START DATA FOR ANALYSIS
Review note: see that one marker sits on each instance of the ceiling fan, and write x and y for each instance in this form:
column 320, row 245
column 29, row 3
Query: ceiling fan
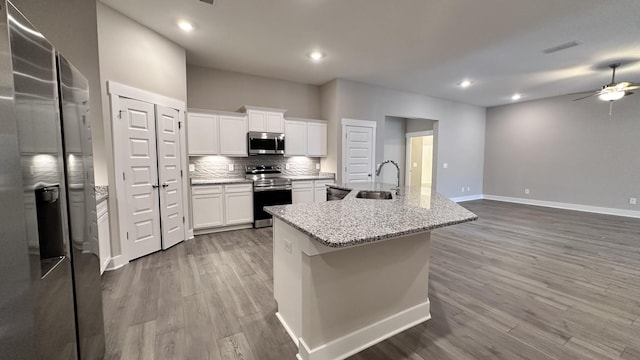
column 613, row 91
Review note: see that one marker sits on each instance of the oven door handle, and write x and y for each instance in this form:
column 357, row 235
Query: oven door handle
column 271, row 188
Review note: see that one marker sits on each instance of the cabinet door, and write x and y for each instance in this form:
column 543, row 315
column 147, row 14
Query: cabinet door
column 302, row 192
column 233, row 135
column 104, row 236
column 202, row 130
column 207, row 210
column 238, row 207
column 257, row 120
column 275, row 122
column 295, row 138
column 316, row 139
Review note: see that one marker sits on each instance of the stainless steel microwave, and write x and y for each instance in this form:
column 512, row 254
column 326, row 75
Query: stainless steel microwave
column 265, row 143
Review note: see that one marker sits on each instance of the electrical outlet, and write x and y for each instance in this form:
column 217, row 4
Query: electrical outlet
column 287, row 246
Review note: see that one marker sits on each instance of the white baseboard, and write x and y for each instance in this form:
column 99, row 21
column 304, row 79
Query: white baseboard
column 361, row 339
column 287, row 328
column 222, row 229
column 467, row 198
column 116, row 263
column 566, row 206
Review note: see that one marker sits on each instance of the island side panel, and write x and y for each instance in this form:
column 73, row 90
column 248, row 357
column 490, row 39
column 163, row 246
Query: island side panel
column 357, row 296
column 287, row 284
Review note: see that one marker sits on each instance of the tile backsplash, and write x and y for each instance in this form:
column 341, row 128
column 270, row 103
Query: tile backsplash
column 208, row 167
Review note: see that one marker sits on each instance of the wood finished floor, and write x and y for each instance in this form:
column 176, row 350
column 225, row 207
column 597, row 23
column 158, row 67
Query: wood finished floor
column 522, row 282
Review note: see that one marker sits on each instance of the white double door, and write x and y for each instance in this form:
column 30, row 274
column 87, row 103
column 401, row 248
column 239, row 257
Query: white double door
column 152, row 176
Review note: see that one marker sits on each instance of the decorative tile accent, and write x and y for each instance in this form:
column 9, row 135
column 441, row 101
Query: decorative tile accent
column 213, row 167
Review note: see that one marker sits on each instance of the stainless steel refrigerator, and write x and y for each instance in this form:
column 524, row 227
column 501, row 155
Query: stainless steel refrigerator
column 50, row 291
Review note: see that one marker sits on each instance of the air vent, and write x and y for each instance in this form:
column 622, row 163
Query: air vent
column 561, row 47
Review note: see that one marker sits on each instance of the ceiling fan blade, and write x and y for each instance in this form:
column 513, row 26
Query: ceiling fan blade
column 588, row 96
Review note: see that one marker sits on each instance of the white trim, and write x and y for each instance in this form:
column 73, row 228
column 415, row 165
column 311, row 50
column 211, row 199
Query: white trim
column 468, row 198
column 116, row 263
column 292, row 335
column 120, row 90
column 566, row 206
column 363, row 338
column 361, row 123
column 355, row 122
column 419, row 133
column 117, row 91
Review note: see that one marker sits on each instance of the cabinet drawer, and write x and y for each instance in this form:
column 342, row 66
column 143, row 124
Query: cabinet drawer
column 302, row 184
column 206, row 189
column 235, row 188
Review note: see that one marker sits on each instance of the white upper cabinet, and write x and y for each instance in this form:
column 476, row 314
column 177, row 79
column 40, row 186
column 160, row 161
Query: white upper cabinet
column 295, row 138
column 233, row 135
column 305, row 138
column 265, row 119
column 316, row 139
column 202, row 130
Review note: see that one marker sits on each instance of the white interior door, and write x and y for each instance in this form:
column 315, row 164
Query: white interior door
column 140, row 177
column 359, row 157
column 169, row 176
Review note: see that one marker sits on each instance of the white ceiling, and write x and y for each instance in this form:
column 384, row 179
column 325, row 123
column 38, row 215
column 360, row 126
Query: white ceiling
column 422, row 46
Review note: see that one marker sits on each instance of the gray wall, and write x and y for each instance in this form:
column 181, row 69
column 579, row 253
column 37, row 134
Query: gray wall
column 133, row 55
column 71, row 26
column 460, row 130
column 394, row 148
column 329, row 110
column 223, row 90
column 565, row 151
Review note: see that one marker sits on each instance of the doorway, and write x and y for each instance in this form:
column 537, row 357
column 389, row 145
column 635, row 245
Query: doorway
column 358, row 150
column 419, row 163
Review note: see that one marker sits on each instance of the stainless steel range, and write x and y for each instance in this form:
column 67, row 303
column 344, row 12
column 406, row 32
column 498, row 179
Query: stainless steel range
column 269, row 188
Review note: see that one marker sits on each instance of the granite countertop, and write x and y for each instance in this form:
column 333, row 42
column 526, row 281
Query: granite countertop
column 321, row 176
column 220, row 181
column 354, row 221
column 102, row 193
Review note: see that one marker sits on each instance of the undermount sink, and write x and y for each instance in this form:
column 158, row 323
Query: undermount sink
column 377, row 195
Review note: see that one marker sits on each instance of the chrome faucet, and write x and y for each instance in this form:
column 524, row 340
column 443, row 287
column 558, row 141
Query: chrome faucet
column 379, row 170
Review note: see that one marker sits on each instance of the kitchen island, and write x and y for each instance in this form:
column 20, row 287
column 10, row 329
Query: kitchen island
column 351, row 273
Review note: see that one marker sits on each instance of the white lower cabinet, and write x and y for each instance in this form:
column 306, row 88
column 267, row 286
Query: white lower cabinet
column 302, row 192
column 215, row 206
column 104, row 236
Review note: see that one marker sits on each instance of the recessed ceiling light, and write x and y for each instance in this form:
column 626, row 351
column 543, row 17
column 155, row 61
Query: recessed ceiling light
column 316, row 56
column 185, row 25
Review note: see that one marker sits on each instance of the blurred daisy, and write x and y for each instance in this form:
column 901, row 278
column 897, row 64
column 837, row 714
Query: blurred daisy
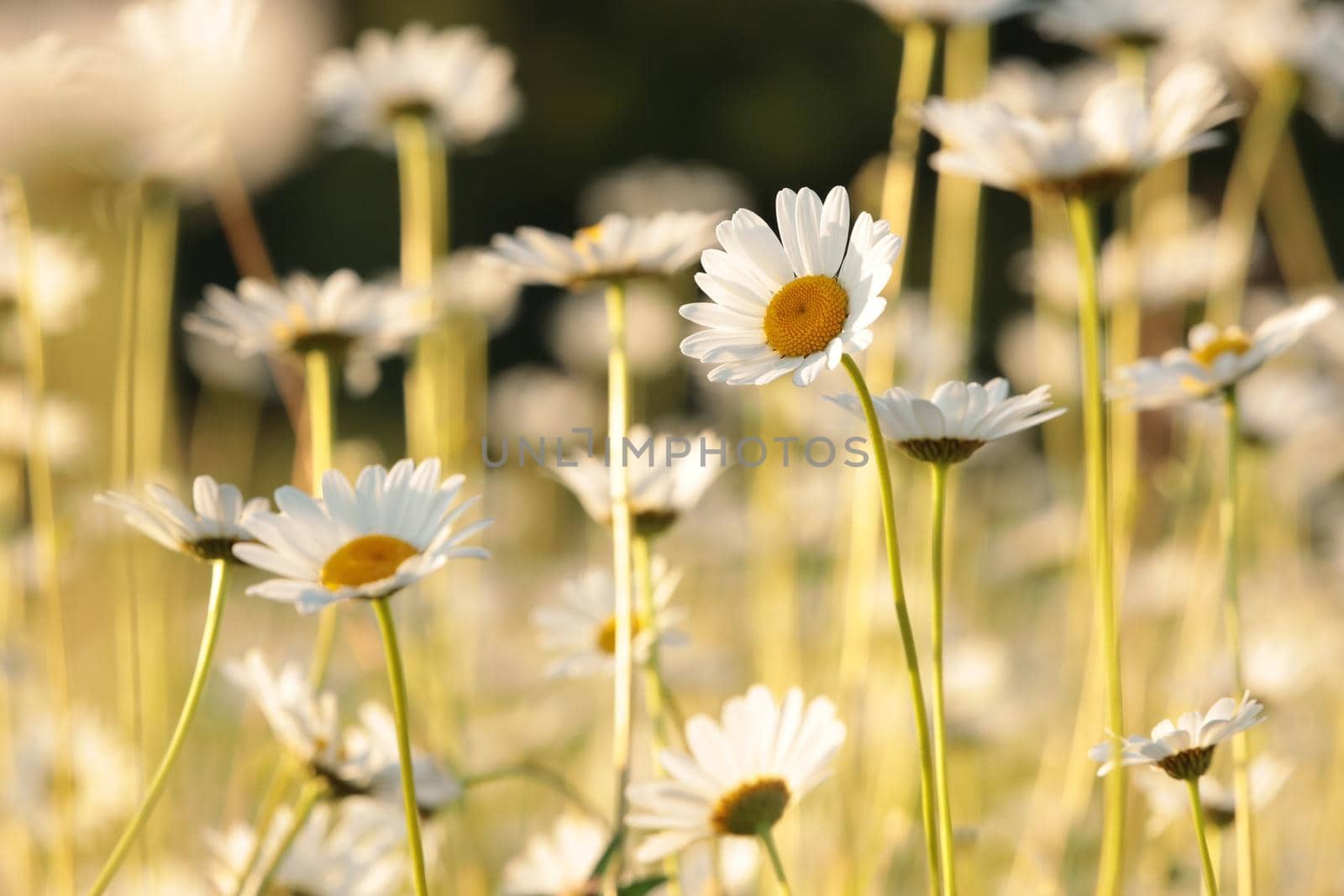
column 389, row 531
column 100, row 779
column 1119, row 132
column 617, row 248
column 795, row 302
column 663, row 485
column 558, row 862
column 1183, row 748
column 459, row 82
column 743, row 773
column 1216, row 359
column 581, row 624
column 958, row 421
column 210, row 532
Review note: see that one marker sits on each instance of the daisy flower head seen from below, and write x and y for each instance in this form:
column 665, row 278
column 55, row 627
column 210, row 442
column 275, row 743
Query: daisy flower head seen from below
column 958, row 421
column 365, row 542
column 219, row 521
column 790, row 302
column 1215, row 359
column 741, row 774
column 1120, row 132
column 454, row 80
column 667, row 477
column 1183, row 748
column 617, row 248
column 580, row 626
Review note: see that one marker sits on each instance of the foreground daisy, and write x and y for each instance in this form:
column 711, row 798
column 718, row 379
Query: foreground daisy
column 958, row 421
column 454, row 80
column 796, row 301
column 616, row 249
column 365, row 542
column 1216, row 359
column 210, row 532
column 1120, row 132
column 741, row 774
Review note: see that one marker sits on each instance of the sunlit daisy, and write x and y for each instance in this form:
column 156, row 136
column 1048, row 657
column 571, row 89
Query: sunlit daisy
column 581, row 624
column 1183, row 748
column 958, row 421
column 741, row 774
column 669, row 476
column 795, row 302
column 454, row 80
column 210, row 532
column 1215, row 359
column 559, row 862
column 391, row 530
column 617, row 248
column 1119, row 132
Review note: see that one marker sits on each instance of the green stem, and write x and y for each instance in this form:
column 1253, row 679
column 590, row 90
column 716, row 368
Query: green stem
column 308, row 799
column 1196, row 810
column 768, row 839
column 1233, row 622
column 940, row 720
column 1101, row 546
column 907, row 638
column 214, row 613
column 396, row 679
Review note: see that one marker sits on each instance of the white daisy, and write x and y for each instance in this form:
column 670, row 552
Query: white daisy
column 663, row 485
column 454, row 80
column 617, row 248
column 581, row 625
column 219, row 521
column 958, row 421
column 389, row 531
column 743, row 773
column 1183, row 748
column 340, row 315
column 559, row 862
column 1216, row 359
column 1119, row 132
column 795, row 302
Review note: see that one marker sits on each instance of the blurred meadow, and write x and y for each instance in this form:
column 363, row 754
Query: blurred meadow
column 158, row 155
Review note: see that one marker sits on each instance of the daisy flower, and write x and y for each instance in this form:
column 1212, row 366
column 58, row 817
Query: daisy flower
column 339, row 315
column 741, row 774
column 210, row 532
column 795, row 302
column 958, row 421
column 370, row 540
column 1183, row 748
column 1119, row 132
column 581, row 625
column 663, row 485
column 1216, row 359
column 454, row 80
column 617, row 248
column 559, row 860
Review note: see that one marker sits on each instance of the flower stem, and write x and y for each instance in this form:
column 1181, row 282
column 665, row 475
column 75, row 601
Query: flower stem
column 1233, row 622
column 396, row 679
column 322, row 437
column 940, row 721
column 1196, row 810
column 1101, row 547
column 617, row 426
column 214, row 613
column 768, row 839
column 907, row 638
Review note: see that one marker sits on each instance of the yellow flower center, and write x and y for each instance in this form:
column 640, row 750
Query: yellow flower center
column 366, row 559
column 1230, row 340
column 606, row 634
column 806, row 315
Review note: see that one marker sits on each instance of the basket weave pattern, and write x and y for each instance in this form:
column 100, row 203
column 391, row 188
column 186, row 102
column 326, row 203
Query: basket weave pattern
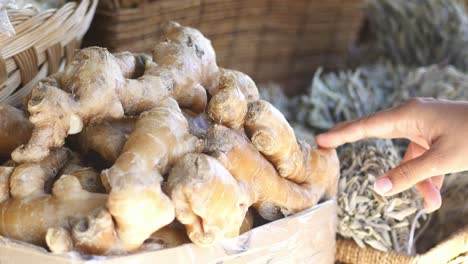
column 43, row 44
column 271, row 40
column 452, row 250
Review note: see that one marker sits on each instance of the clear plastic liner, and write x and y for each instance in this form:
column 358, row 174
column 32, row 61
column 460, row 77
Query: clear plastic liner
column 5, row 25
column 306, row 237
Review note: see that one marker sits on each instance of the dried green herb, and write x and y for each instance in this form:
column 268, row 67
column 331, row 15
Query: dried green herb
column 417, row 32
END DATA FOR ANALYSIS
§ **EXERCISE GOAL**:
Beginning with the line above that contains "column 163, row 246", copy each line exactly up to and including the line that contains "column 441, row 101", and go no further.

§ **COMPLETED EXERCISE**:
column 163, row 246
Query: island side panel
column 357, row 296
column 287, row 284
Review note: see that one marker sits on each instance of the tile backsplash, and write x and y for each instance in this form:
column 341, row 128
column 270, row 103
Query: tile backsplash
column 208, row 167
Review note: see that one marker sits on each instance of the wood finished floor, and write x and y for each instance in this form:
column 176, row 350
column 225, row 207
column 597, row 23
column 158, row 67
Query: wood finished floor
column 522, row 282
Review note: see that one marker sits on each instance of the white double door, and write x and y for each instance in this form:
column 30, row 274
column 87, row 103
column 401, row 248
column 239, row 257
Query: white double door
column 152, row 176
Review note: see that one marker sits on each instance of the decorative tile accent, and write x and y for each instance in this form:
column 9, row 135
column 441, row 101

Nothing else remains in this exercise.